What to do
Reproduce the whole listing below without its pictures, exactly as written.

Provided material
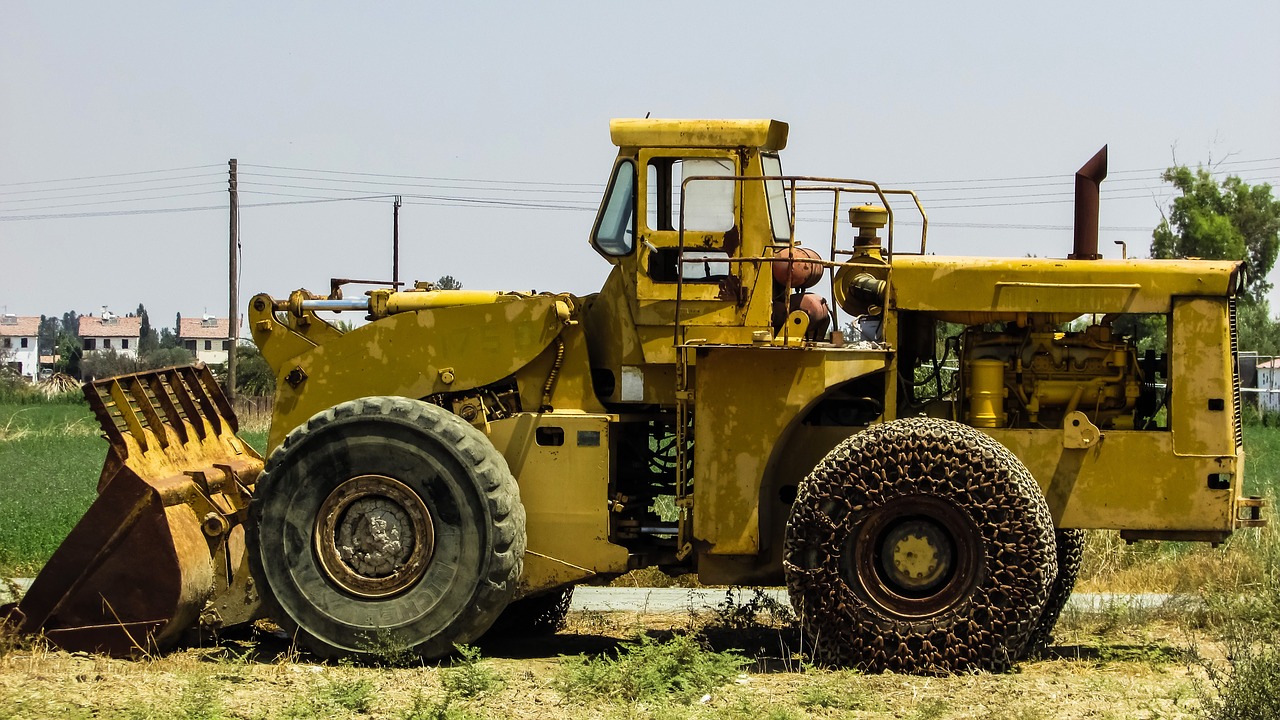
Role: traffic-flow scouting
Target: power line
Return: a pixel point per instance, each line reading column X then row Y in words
column 423, row 177
column 106, row 194
column 595, row 188
column 112, row 185
column 113, row 176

Response
Role: traffic-flow scouting
Target: power line
Return: a pixel point per instance, each line reading column X then row Y in words
column 423, row 177
column 106, row 194
column 595, row 188
column 112, row 185
column 113, row 176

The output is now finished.